Text segment:
++++++++

Oil and water may not mix, but a University of Georgia study has found feeding chickens a blend of plant-based oils in their drinking water can help prevent salmonella contamination before the meat reaches the dinner table, or even the grocery store.
Salmonella is a bacterium that causes 1 million cases of foodborne illness in the United States each year, said Walid Alali, a food safety scientist with the UGA Center for Food Safety in Griffin, Ga.
"Each year some 20,000 people will go to the hospital and close to 400 will die due to salmonellosis," Alali said.
Linked to poultry, peanut butter and produce
Poultry is a common source of salmonellosis, as are eggs, raw sprouts and unpasteurized juices, but proper cooking and pasteurization kill salmonella. A major outbreak in 2011 was linked to ground turkey that infected close to 136 people in 34 states. In 2009 almost 400 people in 42 states were sickened after eating contaminated peanut butter.

++++++++

Data for analysis:
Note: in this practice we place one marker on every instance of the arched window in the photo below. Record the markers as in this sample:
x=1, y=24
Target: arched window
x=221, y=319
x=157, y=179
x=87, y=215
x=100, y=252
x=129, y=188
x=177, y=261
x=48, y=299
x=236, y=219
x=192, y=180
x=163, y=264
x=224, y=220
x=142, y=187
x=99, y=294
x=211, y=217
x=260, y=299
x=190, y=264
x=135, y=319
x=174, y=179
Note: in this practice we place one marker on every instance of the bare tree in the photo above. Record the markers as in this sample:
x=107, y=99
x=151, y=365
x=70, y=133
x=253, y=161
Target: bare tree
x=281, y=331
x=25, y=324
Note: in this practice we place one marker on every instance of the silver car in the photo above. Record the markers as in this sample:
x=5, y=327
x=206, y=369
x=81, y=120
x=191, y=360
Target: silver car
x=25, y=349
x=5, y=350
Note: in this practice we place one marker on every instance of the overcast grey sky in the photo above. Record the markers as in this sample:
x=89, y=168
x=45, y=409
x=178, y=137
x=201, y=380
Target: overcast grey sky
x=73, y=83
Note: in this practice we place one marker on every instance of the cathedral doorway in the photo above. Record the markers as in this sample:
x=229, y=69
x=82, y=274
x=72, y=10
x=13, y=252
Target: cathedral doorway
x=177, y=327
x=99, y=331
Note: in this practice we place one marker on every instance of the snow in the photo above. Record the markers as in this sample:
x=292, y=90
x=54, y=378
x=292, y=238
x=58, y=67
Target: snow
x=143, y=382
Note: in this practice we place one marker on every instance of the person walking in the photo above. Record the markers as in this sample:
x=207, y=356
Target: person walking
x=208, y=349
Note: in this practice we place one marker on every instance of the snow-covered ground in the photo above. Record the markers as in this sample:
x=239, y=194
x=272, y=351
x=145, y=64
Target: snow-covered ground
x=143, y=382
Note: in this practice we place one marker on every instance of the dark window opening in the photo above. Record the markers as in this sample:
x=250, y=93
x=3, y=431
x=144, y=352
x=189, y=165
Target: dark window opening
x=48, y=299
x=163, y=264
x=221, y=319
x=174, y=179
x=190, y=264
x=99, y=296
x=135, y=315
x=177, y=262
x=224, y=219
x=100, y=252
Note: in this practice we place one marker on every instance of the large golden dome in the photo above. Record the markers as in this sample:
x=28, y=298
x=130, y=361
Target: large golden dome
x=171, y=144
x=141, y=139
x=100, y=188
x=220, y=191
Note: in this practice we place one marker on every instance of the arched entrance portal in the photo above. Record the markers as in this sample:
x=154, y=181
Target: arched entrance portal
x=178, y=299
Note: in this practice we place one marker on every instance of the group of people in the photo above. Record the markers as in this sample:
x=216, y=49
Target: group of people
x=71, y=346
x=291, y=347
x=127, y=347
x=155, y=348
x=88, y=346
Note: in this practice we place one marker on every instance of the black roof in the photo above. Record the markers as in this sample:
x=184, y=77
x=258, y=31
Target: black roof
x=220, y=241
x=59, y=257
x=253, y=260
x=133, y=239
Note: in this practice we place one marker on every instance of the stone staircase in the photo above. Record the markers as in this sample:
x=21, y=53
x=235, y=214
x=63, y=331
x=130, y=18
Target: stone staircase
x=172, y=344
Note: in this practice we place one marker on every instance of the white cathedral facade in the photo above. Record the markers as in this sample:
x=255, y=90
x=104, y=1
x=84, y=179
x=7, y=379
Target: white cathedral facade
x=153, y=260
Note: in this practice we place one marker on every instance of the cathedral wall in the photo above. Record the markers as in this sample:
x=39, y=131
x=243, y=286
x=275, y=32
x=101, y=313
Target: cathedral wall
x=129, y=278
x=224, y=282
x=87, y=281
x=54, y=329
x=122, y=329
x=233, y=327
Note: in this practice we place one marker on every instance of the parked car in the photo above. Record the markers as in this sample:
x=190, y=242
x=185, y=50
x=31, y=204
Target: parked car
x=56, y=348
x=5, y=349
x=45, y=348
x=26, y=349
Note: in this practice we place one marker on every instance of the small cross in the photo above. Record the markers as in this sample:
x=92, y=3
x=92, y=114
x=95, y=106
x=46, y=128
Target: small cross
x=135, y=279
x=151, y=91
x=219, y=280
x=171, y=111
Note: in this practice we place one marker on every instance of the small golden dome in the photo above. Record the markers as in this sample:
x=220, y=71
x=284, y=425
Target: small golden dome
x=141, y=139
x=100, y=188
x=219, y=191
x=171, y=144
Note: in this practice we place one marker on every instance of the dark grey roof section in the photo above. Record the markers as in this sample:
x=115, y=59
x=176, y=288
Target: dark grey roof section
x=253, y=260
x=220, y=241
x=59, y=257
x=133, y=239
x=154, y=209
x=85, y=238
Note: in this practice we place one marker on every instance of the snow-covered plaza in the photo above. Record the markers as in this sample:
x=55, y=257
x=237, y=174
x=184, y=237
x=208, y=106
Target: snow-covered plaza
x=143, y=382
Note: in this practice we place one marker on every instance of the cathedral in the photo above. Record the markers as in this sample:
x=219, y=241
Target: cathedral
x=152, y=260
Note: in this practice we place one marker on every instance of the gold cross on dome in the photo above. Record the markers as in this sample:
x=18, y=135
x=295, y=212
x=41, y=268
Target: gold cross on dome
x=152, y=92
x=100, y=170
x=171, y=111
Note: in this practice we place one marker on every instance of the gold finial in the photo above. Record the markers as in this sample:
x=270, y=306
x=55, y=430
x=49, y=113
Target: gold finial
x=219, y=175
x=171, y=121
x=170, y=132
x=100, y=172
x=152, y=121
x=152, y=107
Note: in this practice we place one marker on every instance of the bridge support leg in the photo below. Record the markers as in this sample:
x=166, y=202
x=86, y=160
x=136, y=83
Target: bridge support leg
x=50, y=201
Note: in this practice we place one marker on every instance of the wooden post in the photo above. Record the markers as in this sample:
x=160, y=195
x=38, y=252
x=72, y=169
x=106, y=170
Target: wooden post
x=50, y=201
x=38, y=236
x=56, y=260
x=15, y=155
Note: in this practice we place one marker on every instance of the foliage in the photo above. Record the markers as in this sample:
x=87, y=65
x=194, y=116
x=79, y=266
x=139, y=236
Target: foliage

++++++++

Things to do:
**a)** According to the salmonella study text, how many people got sick in 2009 after eating contaminated peanut butter?
**b)** Continue the text about the salmonella study from the point where it stops.
The entries after the salmonella study text are separate material.

Per-task outputs:
**a)** Almost 400 people in 42 states.

**b)**
In this study, published in the October issue of Food Control, Alali tested the effectiveness of adding a blend of oils to poultry drinking water. The product, Mix-Oil, is a highly concentrated blend of essential oils from thyme, eucalyptol and oregano developed by the Italian company Animal Wellness Products. Mix-Oil has been on the market since 2004 and is used for all animal species, including commercially raised fish.
Higher chicken profit
"Our field results show that Mix-Oil helps get better performance and better meat quality and always gives profitability," said AWP President Paolo Cristofori.